----- TEXTO DO EXERCÍCIO -----

Não obstante, freqüentemente a eficácia do SUS é questionada, como fizeram Amato Neto e Pasternak ("SUScesso?", Folha, 8/1, pág. A3).
Com efeito, como não faltam problemas no SUS, apontá-los é um dever. Mas o SUS é uma importante conquista dos brasileiros. Reconhecer isso não significa desconhecer os enormes problemas que o setor de saúde enfrenta, seja em decorrência das péssimas condições de vida da maioria, seja em decorrência das dificuldades orçamentárias e gerenciais que marcam a administração pública.
Uma das mais importantes inovações do SUS é operar como um sistema com a participação das três esferas de governo e sob comando único em cada nível. Municípios podem se consorciar para otimizar recursos e melhor resolver seus problemas. Há resistências à descentralização, mas ela tem avançado.
Embora o sistema seja único, é flexível o bastante para realizar ações adequadas a realidades tão distintas como as diferentes regiões brasileiras. Para financiá-lo, há fundos governamentais específicos, e a cidadania controla o SUS por meio de conselhos e conferências de saúde.

----- DADOS DE ORIGEM -----

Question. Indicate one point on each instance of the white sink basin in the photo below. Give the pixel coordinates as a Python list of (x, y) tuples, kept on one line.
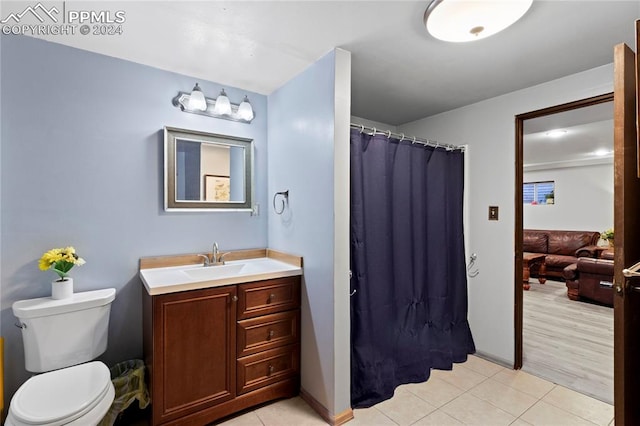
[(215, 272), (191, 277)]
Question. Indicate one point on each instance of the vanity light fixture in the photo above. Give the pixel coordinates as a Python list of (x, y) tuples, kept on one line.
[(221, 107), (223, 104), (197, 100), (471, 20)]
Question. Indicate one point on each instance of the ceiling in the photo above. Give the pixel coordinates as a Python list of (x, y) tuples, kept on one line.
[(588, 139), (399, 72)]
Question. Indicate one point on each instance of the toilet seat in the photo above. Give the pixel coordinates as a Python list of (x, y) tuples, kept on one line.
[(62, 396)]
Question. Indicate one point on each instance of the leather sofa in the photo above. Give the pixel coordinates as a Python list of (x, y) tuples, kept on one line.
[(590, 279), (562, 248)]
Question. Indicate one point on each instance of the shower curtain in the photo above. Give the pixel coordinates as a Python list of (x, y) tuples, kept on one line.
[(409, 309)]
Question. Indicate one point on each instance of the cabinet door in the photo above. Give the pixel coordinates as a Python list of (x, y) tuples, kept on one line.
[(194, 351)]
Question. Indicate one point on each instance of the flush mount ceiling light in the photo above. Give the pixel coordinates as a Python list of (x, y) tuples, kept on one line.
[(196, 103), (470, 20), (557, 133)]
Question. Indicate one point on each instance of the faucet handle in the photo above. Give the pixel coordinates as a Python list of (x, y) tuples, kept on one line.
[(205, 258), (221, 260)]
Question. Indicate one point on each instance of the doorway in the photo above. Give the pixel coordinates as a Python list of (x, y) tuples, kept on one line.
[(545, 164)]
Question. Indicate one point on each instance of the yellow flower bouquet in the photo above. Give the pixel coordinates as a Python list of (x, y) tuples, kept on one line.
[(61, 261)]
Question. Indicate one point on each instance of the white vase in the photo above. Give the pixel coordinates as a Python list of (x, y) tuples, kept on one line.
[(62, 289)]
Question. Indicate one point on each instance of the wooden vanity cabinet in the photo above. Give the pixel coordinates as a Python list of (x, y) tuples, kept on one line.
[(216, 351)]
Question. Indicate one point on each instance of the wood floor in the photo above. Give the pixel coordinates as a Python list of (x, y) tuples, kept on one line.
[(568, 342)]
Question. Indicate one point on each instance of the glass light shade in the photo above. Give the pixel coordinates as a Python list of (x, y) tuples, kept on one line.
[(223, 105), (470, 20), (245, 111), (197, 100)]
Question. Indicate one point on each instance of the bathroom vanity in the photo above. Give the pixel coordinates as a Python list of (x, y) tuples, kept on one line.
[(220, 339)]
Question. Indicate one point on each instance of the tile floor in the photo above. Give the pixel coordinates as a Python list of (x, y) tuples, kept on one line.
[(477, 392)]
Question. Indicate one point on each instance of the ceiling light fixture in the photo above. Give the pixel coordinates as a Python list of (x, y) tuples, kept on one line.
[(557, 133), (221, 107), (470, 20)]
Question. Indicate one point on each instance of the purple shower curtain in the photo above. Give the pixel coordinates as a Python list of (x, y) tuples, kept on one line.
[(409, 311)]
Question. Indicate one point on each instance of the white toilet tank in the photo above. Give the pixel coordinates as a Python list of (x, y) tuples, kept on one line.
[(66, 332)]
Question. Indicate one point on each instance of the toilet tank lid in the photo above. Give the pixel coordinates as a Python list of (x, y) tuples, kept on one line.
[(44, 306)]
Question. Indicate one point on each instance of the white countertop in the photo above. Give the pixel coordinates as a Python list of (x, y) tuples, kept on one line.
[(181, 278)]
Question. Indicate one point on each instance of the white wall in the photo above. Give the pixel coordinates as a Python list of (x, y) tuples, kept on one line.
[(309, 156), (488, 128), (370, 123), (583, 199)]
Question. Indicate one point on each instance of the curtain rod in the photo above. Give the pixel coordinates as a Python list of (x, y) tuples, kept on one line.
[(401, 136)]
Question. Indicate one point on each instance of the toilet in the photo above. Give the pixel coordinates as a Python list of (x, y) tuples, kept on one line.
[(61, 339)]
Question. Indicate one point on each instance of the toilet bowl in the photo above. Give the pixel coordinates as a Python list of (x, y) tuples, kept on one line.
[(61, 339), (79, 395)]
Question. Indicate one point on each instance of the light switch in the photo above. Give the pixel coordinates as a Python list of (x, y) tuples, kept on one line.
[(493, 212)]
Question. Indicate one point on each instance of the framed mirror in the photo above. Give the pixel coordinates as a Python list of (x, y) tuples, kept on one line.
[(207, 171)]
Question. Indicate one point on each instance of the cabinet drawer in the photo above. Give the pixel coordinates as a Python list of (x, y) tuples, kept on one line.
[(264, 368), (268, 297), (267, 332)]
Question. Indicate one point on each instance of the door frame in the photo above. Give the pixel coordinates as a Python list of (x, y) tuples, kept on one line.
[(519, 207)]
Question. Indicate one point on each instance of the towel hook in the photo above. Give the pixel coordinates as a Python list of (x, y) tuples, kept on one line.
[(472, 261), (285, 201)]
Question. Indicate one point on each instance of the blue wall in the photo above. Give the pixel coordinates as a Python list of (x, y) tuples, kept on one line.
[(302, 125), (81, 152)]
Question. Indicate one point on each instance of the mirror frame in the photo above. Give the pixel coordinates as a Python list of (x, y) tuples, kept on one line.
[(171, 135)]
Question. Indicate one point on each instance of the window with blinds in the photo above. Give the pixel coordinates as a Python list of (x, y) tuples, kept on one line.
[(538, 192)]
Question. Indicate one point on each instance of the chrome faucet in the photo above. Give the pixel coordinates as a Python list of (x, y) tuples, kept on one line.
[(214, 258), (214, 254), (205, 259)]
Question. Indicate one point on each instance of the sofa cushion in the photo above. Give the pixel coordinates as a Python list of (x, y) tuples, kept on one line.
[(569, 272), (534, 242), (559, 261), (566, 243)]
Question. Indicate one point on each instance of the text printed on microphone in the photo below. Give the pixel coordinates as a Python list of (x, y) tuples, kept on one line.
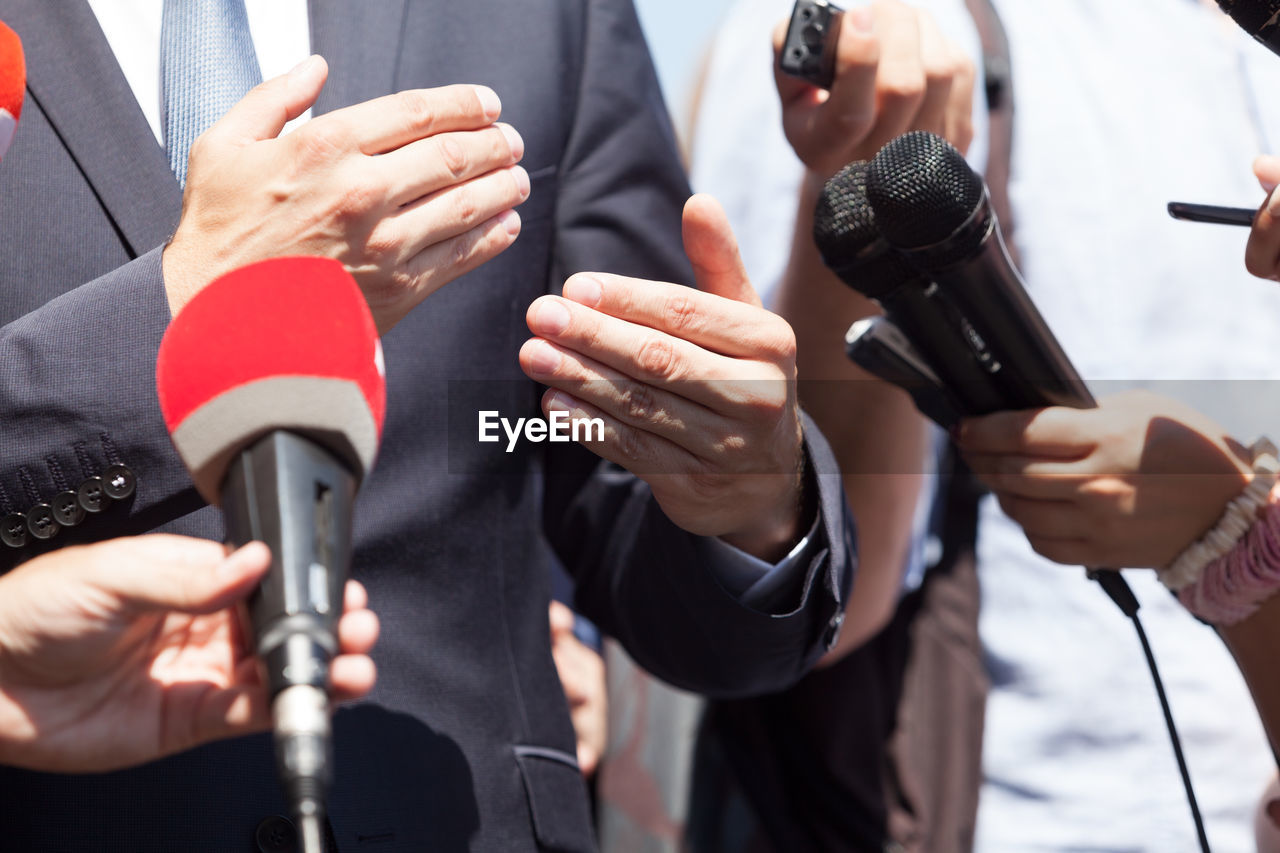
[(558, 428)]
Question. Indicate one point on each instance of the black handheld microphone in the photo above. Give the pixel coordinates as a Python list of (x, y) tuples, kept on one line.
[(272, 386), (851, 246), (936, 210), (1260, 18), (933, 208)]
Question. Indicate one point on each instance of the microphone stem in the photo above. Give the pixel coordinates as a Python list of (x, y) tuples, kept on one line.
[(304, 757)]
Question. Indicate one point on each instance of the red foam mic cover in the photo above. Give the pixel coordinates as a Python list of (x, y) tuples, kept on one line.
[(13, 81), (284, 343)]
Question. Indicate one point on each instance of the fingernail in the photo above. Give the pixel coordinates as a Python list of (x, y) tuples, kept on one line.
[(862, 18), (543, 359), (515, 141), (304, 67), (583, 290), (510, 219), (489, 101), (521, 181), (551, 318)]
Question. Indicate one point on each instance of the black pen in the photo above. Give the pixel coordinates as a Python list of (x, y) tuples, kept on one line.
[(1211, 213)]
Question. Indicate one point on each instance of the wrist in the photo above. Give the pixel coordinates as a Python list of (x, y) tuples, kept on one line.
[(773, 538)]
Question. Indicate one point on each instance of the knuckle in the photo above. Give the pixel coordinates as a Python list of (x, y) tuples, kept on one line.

-----
----- DADOS DE ORIGEM -----

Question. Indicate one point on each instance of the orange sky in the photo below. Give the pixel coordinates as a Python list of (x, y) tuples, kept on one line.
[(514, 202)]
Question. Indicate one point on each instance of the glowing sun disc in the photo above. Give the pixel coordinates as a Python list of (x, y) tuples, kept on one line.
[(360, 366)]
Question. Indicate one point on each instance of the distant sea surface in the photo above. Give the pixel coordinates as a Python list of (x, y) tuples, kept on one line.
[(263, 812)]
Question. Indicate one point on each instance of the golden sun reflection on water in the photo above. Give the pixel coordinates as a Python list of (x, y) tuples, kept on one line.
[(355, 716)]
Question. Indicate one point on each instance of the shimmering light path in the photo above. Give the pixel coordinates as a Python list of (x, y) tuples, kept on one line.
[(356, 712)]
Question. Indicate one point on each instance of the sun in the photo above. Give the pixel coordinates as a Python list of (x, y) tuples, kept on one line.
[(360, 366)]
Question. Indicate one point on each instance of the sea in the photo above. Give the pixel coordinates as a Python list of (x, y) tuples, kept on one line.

-----
----- DADOS DE ORIGEM -----

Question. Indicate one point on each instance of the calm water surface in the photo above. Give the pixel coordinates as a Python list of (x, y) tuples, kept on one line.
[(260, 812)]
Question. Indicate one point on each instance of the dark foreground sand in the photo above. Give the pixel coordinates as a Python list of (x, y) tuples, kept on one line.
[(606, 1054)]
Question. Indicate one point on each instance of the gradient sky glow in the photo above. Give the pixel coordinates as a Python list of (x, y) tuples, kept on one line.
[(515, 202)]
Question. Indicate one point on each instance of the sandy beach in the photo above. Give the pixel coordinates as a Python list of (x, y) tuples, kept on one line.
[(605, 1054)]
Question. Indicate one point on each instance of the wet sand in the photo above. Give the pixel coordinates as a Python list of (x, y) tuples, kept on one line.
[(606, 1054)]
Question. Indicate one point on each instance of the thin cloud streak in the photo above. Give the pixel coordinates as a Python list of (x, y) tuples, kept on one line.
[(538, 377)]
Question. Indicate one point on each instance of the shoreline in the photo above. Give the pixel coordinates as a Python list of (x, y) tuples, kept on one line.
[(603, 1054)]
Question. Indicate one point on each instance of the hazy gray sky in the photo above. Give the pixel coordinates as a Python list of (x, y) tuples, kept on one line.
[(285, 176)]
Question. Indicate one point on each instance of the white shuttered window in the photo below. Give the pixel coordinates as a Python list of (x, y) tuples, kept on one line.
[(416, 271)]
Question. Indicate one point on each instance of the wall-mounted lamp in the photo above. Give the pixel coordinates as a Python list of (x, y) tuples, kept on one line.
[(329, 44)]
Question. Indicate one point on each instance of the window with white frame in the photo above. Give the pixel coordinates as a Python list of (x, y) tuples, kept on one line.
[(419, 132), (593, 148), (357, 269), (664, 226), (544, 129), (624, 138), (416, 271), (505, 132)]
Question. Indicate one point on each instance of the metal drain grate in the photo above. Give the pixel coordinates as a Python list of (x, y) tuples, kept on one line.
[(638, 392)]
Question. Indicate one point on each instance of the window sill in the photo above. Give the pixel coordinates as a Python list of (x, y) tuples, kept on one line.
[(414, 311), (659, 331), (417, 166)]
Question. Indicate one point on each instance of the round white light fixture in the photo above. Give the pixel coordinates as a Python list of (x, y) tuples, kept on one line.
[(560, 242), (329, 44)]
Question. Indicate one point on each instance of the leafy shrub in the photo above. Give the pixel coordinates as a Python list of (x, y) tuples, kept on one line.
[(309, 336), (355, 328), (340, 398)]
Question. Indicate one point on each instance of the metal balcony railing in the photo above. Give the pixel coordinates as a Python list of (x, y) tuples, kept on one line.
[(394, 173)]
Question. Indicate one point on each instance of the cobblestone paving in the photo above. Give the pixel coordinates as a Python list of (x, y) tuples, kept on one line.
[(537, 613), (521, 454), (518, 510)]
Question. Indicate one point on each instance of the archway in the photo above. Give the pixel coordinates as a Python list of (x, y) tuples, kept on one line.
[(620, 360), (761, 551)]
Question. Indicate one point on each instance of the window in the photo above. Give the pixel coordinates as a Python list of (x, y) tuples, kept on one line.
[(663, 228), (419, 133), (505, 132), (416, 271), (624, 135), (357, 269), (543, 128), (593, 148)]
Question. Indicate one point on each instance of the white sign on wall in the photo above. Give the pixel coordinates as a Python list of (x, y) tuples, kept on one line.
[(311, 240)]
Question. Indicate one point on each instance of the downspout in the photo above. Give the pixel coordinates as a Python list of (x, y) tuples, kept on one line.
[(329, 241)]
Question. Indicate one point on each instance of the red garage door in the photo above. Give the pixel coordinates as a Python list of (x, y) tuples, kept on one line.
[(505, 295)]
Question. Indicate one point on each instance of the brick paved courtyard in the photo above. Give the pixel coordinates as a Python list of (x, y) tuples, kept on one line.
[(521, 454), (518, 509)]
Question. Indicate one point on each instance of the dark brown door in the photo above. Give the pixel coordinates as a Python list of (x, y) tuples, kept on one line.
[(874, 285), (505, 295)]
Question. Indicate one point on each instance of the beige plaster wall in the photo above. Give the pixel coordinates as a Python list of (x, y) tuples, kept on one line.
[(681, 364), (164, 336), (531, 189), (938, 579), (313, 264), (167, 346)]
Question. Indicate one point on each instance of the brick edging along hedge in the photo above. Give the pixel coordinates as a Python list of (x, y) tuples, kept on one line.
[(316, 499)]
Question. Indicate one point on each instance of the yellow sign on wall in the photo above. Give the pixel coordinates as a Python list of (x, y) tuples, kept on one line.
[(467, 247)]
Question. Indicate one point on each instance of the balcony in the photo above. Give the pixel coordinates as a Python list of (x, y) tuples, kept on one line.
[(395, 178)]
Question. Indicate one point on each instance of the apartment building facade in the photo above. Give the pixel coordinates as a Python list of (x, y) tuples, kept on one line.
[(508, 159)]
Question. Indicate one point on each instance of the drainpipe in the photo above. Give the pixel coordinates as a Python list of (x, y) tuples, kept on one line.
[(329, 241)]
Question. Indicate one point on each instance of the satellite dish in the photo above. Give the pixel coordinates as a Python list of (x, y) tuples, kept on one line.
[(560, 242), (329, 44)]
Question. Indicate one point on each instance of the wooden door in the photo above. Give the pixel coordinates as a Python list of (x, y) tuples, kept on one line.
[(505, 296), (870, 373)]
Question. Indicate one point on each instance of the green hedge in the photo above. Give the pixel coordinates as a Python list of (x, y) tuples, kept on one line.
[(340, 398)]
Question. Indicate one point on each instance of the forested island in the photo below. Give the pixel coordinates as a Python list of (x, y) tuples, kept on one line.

-----

# [TAREFA]
Prossiga o texto sobre o SUS a partir da última frase apresentada.

# [RESPOSTA]
Entre as muitas e importantes inovações que vieram com o SUS na gestão da "res publica" na saúde, a crucial é a descentralização. Cada vez mais os municípios buscam tomar decisões no setor de acordo com suas realidades. Para um país como o nosso, de tradição centralizadora, descentralizar é verdadeira revolução.
Faço essas considerações para assinalar a formidável contribuição do SUS à implementação de políticas públicas. Sua formatação é modelar, como se constata, por exemplo, com as proposições de sistemas "únicos" para a segurança pública e a assistência social. É inegável a adequação jurídico-administrativa do "arranjo" SUS às necessidades de gestão de um sistema social complexo, numa República Federativa, num país continental. Por isso, parecem-me equivocadas certas críticas genéricas que se fazem ao SUS. No mencionado artigo, os óbices ao funcionamento dos conselhos de saúde não encontram amparo em fatos.
Embora em muitos municípios haja dificuldades para os conselhos de saúde funcionarem de acordo com a lei, os problemas não decorrem de terem sido "ocupados por ONGs", ou porque "profissionais de saúde não se fazem representar", ou porque os conselhos "deliberam sobre o que não conhecem tecnicamente". Na verdade, muitos conselhos são vítimas de nepotismo, clientelismo, corrupção e práticas antidemocráticas.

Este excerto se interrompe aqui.